=== Passage provided ===
I-spy

Only this time last week I was sweating in PPE from places I didn’t even know I could sweat from. I came home from work last Wednesday evening, lay on our ceramic tiled kitchen floor, trying to soak up some of their coolness.  A buzzing from my phone in my pocket was a friend texting me to ask if I had got home yet. Through a dehydration-induced, bleary-eyed haze I answered, yes, just. Moments later the doorbell rang. She had arranged a delivery of ice cream to help me cool down. She’s a very lovely friend. 

While the heat wasn’t much fun for me, it was even less fun for many of my patients. Dealing with foul smelling leg ulcers, coping with layers of compression bandaging, or in the last moments of life, the heat was hard work. I wish I could have shared my ice cream with all of them.

But by the weekend we were drowning. We went from heatwave to Biblical-style thunderstorms in a matter of hours, and it hasn’t stopped raining since. Like so many things at the moment we booked our camping weekend in Woolacombe with friends well in advance due to Covid restrictions. We knew it would be a lucky dip weather-wise, it being August and all, still, I don’t think we ever thought it would be as bad as it was. Lying in our tent listening to the inevitable drip-drip of the pounding deluge making its way through the roof I couldn’t help singing to myself the lines of that old Sunday School song: “The rains came down, and the floods came up.” Down the road in Barnstaple, the floods literally did come up.  Needless to say, our weekend camping was a washout. The following day the children decided they couldn’t get any wetter, so put on their wetsuits and ran into the sea.
=== Extracted records ===
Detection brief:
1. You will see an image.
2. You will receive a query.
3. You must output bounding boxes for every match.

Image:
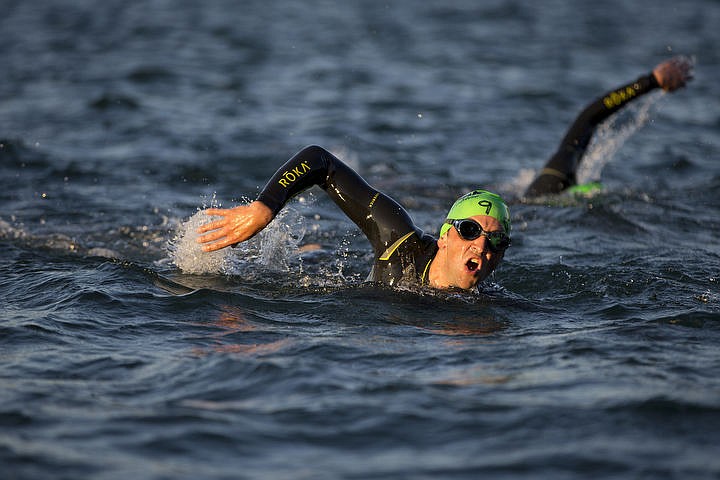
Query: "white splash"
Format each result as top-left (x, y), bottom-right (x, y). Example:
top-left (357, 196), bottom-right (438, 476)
top-left (576, 94), bottom-right (662, 185)
top-left (168, 210), bottom-right (230, 274)
top-left (168, 199), bottom-right (306, 275)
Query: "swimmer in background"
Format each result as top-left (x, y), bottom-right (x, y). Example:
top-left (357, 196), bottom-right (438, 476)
top-left (198, 56), bottom-right (693, 290)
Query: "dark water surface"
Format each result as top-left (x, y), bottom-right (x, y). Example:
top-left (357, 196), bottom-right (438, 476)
top-left (0, 0), bottom-right (720, 480)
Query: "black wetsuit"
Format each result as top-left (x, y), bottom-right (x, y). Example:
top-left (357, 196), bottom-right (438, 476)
top-left (258, 74), bottom-right (659, 286)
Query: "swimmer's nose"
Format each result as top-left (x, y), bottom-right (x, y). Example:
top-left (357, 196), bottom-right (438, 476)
top-left (470, 235), bottom-right (490, 254)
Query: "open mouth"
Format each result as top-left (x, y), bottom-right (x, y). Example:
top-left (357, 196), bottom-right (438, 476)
top-left (465, 258), bottom-right (480, 272)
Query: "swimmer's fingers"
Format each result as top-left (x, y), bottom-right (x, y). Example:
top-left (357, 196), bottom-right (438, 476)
top-left (653, 56), bottom-right (695, 92)
top-left (197, 201), bottom-right (272, 252)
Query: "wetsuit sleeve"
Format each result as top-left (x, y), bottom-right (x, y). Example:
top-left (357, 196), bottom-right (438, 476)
top-left (257, 145), bottom-right (421, 256)
top-left (525, 73), bottom-right (659, 197)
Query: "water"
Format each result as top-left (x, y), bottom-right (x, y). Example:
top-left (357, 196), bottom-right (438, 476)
top-left (0, 0), bottom-right (720, 479)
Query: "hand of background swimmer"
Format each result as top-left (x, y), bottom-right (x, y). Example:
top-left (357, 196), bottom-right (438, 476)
top-left (197, 201), bottom-right (273, 252)
top-left (653, 55), bottom-right (694, 92)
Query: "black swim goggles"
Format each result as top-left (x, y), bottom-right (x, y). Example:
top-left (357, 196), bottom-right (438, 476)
top-left (445, 218), bottom-right (512, 253)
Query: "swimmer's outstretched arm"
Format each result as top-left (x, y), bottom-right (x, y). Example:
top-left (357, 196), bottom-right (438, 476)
top-left (198, 146), bottom-right (415, 252)
top-left (525, 56), bottom-right (693, 197)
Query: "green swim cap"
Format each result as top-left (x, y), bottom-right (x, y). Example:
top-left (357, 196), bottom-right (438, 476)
top-left (440, 190), bottom-right (510, 237)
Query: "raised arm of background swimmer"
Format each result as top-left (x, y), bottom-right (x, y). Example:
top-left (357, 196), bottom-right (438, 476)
top-left (198, 146), bottom-right (415, 252)
top-left (525, 56), bottom-right (693, 197)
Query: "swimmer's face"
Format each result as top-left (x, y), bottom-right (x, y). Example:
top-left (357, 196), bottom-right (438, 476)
top-left (430, 215), bottom-right (505, 290)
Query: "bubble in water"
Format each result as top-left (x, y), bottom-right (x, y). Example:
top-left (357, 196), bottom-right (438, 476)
top-left (169, 210), bottom-right (230, 274)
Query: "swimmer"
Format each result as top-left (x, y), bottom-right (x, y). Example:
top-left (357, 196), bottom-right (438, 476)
top-left (197, 57), bottom-right (693, 290)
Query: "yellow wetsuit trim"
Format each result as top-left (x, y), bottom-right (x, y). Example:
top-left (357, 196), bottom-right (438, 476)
top-left (540, 167), bottom-right (567, 180)
top-left (378, 231), bottom-right (415, 260)
top-left (420, 257), bottom-right (435, 283)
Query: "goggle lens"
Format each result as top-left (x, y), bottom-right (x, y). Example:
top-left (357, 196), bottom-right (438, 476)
top-left (447, 218), bottom-right (511, 253)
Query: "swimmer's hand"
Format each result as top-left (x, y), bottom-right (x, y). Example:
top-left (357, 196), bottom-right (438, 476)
top-left (197, 201), bottom-right (273, 252)
top-left (653, 55), bottom-right (695, 92)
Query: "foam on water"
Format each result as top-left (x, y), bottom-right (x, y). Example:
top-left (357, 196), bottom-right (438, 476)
top-left (168, 202), bottom-right (306, 275)
top-left (169, 210), bottom-right (230, 274)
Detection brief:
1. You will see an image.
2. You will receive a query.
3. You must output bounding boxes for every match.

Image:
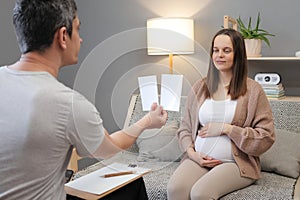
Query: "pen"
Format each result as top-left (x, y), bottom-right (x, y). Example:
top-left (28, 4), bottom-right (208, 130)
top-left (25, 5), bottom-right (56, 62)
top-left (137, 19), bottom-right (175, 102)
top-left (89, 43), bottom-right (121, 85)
top-left (102, 171), bottom-right (135, 178)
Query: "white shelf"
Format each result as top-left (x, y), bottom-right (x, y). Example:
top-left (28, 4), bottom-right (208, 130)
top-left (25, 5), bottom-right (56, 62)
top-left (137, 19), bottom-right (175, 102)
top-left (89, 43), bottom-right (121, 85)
top-left (248, 56), bottom-right (300, 61)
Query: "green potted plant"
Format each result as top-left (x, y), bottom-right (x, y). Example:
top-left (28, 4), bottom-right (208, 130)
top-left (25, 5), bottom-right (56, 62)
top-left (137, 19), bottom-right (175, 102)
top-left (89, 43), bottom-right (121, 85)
top-left (236, 13), bottom-right (275, 57)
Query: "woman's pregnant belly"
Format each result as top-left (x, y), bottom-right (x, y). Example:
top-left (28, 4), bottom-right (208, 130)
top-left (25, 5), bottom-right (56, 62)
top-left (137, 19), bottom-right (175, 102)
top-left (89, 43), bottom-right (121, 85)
top-left (195, 135), bottom-right (234, 162)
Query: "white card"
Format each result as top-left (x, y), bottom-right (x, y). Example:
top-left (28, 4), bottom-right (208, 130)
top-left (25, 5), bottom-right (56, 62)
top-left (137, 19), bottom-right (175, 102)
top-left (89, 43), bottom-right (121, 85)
top-left (160, 74), bottom-right (183, 111)
top-left (138, 76), bottom-right (158, 111)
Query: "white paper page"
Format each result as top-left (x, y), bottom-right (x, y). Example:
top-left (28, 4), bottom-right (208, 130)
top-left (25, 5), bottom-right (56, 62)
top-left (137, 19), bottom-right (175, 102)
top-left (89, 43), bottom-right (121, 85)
top-left (160, 74), bottom-right (183, 111)
top-left (65, 163), bottom-right (150, 195)
top-left (138, 76), bottom-right (159, 111)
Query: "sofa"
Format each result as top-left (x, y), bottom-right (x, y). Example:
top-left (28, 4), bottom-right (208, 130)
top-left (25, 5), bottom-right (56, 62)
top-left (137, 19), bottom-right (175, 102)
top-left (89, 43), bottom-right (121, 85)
top-left (74, 95), bottom-right (300, 200)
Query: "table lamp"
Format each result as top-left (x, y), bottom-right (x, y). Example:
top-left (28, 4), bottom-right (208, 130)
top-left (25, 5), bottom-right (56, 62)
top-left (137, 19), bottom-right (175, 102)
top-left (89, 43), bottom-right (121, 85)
top-left (147, 18), bottom-right (194, 74)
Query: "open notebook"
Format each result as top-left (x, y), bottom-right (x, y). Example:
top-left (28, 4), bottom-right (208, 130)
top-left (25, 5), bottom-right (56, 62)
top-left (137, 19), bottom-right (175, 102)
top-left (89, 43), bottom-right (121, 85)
top-left (65, 163), bottom-right (150, 199)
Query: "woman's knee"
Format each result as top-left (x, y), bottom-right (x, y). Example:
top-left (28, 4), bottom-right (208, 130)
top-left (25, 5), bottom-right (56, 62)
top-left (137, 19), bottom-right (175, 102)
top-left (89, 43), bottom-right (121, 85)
top-left (190, 184), bottom-right (219, 200)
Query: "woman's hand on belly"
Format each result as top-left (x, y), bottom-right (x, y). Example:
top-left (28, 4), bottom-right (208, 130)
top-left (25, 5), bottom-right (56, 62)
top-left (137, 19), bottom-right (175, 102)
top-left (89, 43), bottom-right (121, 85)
top-left (187, 148), bottom-right (222, 168)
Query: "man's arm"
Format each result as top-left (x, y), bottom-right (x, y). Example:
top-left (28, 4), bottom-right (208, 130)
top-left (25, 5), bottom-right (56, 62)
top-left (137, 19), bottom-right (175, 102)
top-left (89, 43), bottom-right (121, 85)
top-left (93, 103), bottom-right (167, 158)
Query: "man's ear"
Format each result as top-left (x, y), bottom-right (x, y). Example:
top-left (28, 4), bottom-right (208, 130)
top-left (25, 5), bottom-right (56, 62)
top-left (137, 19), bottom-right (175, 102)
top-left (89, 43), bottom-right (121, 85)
top-left (56, 27), bottom-right (68, 49)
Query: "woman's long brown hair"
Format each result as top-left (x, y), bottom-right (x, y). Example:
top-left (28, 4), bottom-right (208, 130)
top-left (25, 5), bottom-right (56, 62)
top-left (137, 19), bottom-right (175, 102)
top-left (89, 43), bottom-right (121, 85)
top-left (205, 29), bottom-right (248, 100)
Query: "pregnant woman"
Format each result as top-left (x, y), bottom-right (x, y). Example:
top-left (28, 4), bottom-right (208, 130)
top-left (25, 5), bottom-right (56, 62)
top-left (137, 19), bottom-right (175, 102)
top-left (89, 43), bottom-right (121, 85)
top-left (168, 29), bottom-right (275, 200)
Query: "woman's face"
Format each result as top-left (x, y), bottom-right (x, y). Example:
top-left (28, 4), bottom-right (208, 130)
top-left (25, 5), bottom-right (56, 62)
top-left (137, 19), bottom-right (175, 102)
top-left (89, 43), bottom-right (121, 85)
top-left (212, 35), bottom-right (234, 72)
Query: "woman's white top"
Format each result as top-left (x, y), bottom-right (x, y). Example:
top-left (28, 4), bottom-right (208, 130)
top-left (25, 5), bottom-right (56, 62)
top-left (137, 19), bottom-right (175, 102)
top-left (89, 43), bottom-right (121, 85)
top-left (195, 99), bottom-right (237, 162)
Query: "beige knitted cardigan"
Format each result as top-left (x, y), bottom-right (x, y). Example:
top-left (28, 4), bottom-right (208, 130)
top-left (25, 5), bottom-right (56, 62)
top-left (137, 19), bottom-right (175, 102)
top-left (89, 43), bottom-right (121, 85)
top-left (177, 78), bottom-right (275, 179)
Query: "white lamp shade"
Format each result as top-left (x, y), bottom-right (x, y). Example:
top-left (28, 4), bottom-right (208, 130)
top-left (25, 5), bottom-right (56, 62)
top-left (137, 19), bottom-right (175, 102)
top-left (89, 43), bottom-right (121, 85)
top-left (147, 18), bottom-right (194, 55)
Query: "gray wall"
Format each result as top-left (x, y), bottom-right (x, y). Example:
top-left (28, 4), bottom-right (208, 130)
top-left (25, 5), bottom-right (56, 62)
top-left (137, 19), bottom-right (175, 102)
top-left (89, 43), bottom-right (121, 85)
top-left (0, 0), bottom-right (300, 131)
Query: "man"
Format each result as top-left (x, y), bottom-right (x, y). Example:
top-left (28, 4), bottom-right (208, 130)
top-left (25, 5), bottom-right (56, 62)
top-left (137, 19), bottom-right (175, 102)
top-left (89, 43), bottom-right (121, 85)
top-left (0, 0), bottom-right (167, 200)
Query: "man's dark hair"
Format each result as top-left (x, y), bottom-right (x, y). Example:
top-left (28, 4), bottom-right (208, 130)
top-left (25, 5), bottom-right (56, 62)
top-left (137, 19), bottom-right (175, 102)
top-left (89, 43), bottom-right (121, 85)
top-left (13, 0), bottom-right (77, 54)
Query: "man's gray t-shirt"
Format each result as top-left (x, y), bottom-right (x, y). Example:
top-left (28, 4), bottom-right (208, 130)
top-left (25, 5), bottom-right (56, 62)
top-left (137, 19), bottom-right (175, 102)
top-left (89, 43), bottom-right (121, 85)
top-left (0, 67), bottom-right (104, 200)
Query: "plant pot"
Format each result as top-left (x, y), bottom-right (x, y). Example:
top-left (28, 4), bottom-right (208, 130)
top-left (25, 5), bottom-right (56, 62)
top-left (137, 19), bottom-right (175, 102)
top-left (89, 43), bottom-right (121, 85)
top-left (245, 39), bottom-right (261, 57)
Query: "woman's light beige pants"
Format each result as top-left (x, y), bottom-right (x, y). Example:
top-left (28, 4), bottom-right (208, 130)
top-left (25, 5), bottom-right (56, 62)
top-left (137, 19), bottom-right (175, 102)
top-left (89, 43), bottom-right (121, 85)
top-left (168, 159), bottom-right (255, 200)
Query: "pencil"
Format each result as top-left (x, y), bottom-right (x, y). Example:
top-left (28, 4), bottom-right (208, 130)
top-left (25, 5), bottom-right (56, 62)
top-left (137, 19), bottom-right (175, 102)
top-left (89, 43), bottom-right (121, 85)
top-left (102, 171), bottom-right (135, 178)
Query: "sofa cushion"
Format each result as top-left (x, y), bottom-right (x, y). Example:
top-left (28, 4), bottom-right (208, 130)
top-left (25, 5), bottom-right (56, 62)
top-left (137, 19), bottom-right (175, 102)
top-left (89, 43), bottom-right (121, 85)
top-left (136, 121), bottom-right (182, 161)
top-left (260, 129), bottom-right (300, 178)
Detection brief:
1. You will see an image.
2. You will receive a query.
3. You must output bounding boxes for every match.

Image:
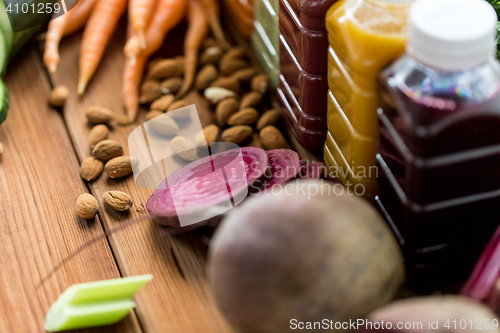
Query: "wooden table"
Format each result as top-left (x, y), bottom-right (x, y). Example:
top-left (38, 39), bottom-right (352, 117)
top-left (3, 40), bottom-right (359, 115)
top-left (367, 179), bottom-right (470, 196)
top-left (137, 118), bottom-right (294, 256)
top-left (0, 24), bottom-right (234, 333)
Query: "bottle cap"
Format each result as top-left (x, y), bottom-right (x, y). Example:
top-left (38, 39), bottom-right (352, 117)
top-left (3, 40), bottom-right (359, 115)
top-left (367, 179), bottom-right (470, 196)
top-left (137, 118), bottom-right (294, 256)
top-left (407, 0), bottom-right (498, 71)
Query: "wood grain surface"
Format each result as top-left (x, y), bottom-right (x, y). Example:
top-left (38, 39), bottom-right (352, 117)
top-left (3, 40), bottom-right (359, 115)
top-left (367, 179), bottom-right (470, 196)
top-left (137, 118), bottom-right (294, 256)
top-left (0, 48), bottom-right (141, 333)
top-left (0, 13), bottom-right (312, 333)
top-left (42, 22), bottom-right (229, 332)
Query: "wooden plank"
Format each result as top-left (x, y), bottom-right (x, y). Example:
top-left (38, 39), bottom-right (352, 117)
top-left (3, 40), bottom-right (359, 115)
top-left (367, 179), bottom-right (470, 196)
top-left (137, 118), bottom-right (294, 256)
top-left (0, 48), bottom-right (141, 333)
top-left (46, 24), bottom-right (230, 332)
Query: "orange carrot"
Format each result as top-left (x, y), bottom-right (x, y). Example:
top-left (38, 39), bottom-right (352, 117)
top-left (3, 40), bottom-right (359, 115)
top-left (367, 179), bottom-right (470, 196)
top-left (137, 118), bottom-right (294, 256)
top-left (43, 11), bottom-right (72, 73)
top-left (122, 56), bottom-right (147, 122)
top-left (128, 0), bottom-right (156, 49)
top-left (177, 0), bottom-right (208, 97)
top-left (63, 0), bottom-right (96, 36)
top-left (201, 0), bottom-right (231, 50)
top-left (122, 23), bottom-right (147, 122)
top-left (78, 0), bottom-right (127, 95)
top-left (124, 0), bottom-right (187, 62)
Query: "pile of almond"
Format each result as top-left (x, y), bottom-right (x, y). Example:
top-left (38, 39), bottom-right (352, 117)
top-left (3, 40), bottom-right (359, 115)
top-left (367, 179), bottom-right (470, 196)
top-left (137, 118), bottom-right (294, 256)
top-left (76, 106), bottom-right (133, 219)
top-left (140, 38), bottom-right (287, 150)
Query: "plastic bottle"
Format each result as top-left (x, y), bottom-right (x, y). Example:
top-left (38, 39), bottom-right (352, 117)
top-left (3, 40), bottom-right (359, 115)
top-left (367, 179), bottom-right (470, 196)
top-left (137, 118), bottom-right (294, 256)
top-left (277, 0), bottom-right (336, 151)
top-left (324, 0), bottom-right (412, 199)
top-left (252, 0), bottom-right (279, 87)
top-left (376, 0), bottom-right (500, 278)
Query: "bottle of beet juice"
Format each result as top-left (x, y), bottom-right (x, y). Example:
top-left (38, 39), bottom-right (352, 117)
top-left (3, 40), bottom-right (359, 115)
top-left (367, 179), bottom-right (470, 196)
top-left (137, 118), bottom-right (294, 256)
top-left (376, 0), bottom-right (500, 278)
===
* Aim of the task
Copy the heatwave passage word for word, starting at "While the heat" and ending at "all of them.".

* Exercise answer
While the heat wasn’t much fun for me, it was even less fun for many of my patients. Dealing with foul smelling leg ulcers, coping with layers of compression bandaging, or in the last moments of life, the heat was hard work. I wish I could have shared my ice cream with all of them.